● **Parts of the exercise**:
1/ In the VTune profiling guide, which conda environment gets activated before profiling the ref kit with stock packages?
2/ Reproduce the part of the VTune profiling guide from "Make sure that" to "of this notebook.".

To know more about different types of analysis options available with **VTune** visit the **[article.](https://www.intel.com/content/www/us/en/docs/vtune-profiler/user-guide/2023-1/running-command-line-analysis.html)** <br>
To know how to use the command line interface for **VTune** visit the **[cheatsheet.](https://www.intel.com/content/dam/develop/external/us/en/documents/vtune-profiler-cheat-sheet.pdf)**

#### Profile the Intelligent Indexing Ref Kit with Stock packages

To run **performance profiling** on intelligent-indexing ref kit. 

1. Navigate to **intelligent-indexing/src/** 

   `cd intelligent-indexing/src/`

2. Create a file **run_benchmarks_vtune.py**. We have given one for your reference. You can directly create a copy of it in the above directory. 

3. Copy and paste the file at location **intelligent-indexing/src/**

4. Activate the environment 

   `conda activate doc_class_stock` 

5. Set the environment variables to use VTune 

   **Note:** replace `<install-dir>` with relevant directory where VTune is installed 

   `source <install-dir>/setvars.sh` 

6. You may need to set the value of the kernel.yama.ptrace_scope sysctl option to 0 

   `sysctl -w kernel.yama.ptrace_scope=0`


Run the command below in the **Terminal** to **collect a performance snapshot** using stock packages

`vtune -collect performance-snapshot -result-dir='../Profiling_Guide/Vtune_Profiler/VTune_Profiler_Results/stock_results/performance_snapshot_results/' -- python  run_benchmarks_vtune.py -l ../logs/stock_stock.log`

Run the command below in the **Terminal** to **collect hotspots** using stock packages

`vtune -collect hotspots -result-dir='../Profiling_Guide/Vtune_Profiler/VTune_Profiler_Results/stock_results/hotspots_results/' -- python  run_benchmarks_vtune.py -l ../logs/stock_stock.log`

##### To visulaize results

Make sure that you are in the same directory as before, **intelligent-indexing/src/**. <br>
Run the below command in **new terminal** window to visualize **VTune results.** <br>
**Note:** Set the environment variables again in new terminal <br>
**Note:** replace `<install-dir>` with relevant directory where VTune is installed <br>
`source <install-dir>/setvars.sh`

`vtune-backend --web-port=8080 --data-directory="'../Profiling_Guide/Vtune_Profiler/VTune_Profiler_Results/stock_results/" --allow-remote-access` <br>

Once this is done, follow the steps in the **To Interpret VTune Results** section of this notebook.

#### Profile Intelligent Indexing Ref Kit with Intel oneAPI optimized packages

To run **performance profiling** on intelligent-indexing ref kit. 

1. Navigate to **intelligent-indexing/src/** 

   `cd intelligent-indexing/src/`

2. Create a file **run_benchmarks_vtune.py**. We have given one for your reference. You can directly create a copy of it in the above directory.

● **Data**:
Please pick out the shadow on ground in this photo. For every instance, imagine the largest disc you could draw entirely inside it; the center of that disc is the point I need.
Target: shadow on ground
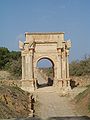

● **Full solutions**:
1/ doc_class_stock

2/
Make sure that you are in the same directory as before, **intelligent-indexing/src/**. <br>
Run the below command in **new terminal** window to visualize **VTune results.** <br>
**Note:** Set the environment variables again in new terminal <br>
**Note:** replace `<install-dir>` with relevant directory where VTune is installed <br>
`source <install-dir>/setvars.sh`

`vtune-backend --web-port=8080 --data-directory="'../Profiling_Guide/Vtune_Profiler/VTune_Profiler_Results/stock_results/" --allow-remote-access` <br>

Once this is done, follow the steps in the **To Interpret VTune Results** section of this notebook.